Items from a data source

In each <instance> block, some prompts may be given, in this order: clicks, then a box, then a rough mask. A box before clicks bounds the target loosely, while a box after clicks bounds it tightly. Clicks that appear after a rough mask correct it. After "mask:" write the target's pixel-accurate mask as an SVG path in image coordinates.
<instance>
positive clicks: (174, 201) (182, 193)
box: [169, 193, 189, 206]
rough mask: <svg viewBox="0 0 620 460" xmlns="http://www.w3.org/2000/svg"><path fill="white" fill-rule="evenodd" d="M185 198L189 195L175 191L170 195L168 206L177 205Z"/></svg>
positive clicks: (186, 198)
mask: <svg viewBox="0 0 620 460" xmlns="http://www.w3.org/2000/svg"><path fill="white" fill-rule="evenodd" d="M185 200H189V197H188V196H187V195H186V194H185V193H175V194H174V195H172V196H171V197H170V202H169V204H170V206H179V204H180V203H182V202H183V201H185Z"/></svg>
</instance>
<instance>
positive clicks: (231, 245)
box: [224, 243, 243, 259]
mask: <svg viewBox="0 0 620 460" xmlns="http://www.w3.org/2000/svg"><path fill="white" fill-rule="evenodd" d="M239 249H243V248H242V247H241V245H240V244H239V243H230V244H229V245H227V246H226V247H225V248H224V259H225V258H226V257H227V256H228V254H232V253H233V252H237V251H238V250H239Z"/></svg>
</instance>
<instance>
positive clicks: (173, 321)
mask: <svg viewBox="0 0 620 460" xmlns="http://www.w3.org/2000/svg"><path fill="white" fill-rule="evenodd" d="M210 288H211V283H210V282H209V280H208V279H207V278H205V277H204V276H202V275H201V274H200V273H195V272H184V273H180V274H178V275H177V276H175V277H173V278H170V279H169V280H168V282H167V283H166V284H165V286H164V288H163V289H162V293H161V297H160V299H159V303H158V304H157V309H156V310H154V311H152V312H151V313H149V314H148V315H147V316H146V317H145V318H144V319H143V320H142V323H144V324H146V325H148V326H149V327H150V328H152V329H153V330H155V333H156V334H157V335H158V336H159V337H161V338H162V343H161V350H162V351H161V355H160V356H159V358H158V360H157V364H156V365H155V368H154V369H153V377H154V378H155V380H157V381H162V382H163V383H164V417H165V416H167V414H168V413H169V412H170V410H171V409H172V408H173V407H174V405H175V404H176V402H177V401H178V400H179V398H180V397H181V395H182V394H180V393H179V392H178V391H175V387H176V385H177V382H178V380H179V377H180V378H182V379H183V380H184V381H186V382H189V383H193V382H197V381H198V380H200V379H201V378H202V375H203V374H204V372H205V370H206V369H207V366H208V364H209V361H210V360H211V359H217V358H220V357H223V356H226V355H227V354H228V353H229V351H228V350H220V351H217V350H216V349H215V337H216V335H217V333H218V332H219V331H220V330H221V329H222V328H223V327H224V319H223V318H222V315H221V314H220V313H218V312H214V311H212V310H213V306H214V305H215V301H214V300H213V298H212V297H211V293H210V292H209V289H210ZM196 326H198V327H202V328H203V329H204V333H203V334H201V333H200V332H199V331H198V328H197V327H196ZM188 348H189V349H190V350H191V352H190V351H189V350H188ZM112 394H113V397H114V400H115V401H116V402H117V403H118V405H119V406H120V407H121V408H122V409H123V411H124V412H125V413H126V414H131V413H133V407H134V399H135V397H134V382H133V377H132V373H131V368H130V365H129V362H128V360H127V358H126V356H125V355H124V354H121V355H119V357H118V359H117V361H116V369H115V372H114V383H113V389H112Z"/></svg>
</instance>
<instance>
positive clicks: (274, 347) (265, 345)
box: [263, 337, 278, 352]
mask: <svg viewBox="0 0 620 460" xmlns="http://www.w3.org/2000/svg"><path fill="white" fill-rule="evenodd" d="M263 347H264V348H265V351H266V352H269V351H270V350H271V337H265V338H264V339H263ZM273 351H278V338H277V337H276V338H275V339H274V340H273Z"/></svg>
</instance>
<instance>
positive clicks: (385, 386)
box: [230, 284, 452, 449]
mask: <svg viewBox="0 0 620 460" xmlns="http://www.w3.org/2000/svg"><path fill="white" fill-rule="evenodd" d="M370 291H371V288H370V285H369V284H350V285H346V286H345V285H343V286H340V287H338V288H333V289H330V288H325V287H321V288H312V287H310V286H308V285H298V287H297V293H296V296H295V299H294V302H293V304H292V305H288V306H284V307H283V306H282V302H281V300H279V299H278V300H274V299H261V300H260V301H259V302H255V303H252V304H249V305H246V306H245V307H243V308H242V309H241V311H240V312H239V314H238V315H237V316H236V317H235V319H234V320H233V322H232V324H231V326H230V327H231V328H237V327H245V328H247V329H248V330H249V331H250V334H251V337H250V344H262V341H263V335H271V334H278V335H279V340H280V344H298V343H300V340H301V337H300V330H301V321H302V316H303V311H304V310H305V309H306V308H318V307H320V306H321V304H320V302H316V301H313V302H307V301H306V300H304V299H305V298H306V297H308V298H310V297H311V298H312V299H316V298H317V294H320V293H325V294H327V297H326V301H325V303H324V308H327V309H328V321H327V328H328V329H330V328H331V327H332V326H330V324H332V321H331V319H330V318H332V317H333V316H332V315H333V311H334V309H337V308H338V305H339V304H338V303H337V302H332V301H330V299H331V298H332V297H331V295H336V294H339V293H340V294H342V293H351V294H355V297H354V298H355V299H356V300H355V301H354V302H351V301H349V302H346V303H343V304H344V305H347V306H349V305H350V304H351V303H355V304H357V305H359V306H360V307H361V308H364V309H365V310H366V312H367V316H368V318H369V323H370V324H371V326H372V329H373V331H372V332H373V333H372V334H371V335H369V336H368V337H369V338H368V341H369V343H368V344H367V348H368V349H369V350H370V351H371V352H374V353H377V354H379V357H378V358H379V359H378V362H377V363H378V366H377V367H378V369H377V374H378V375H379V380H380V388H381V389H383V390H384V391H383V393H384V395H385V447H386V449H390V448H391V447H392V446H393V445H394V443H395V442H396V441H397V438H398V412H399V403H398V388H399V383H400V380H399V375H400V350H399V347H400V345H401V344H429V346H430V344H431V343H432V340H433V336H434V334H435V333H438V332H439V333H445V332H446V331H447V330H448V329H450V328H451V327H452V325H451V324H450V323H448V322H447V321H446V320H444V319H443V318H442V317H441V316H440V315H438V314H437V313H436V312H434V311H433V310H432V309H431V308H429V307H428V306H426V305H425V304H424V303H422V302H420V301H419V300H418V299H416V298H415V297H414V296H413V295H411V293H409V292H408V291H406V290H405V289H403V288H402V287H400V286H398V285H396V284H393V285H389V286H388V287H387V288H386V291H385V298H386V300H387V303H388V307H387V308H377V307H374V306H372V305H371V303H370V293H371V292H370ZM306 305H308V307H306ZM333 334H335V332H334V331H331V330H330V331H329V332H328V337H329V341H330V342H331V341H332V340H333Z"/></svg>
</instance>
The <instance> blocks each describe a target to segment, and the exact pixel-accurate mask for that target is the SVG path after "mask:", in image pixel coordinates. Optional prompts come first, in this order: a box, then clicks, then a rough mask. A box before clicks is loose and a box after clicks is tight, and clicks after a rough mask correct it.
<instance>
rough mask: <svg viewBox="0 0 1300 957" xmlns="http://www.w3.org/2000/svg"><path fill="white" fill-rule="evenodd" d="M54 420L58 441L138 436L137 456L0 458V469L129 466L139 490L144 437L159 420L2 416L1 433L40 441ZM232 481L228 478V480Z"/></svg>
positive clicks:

YOUR TASK - Copy out each line carrying the string "pixel" from the data.

ANSWER SECTION -
In each <instance> block, some prompts may be given, in this order: clicks, then a box, then a rough mask. A box before clicks bounds the target loosely, while a box after clicks bounds it tightly. Clicks that appear after a rough mask correct it. After "mask:" write the target's pixel-accurate mask as an SVG path in image coordinates.
The <instance> blocks each describe a target to segment, and the exact pixel-accurate mask for that target is the SVG path after "mask:", in image pixel coordinates. Optional prompts come first, in this order: a box, then clicks, then a rough mask. A box before clicks is loose and a box after clicks is tight, and clicks after a rough mask correct it.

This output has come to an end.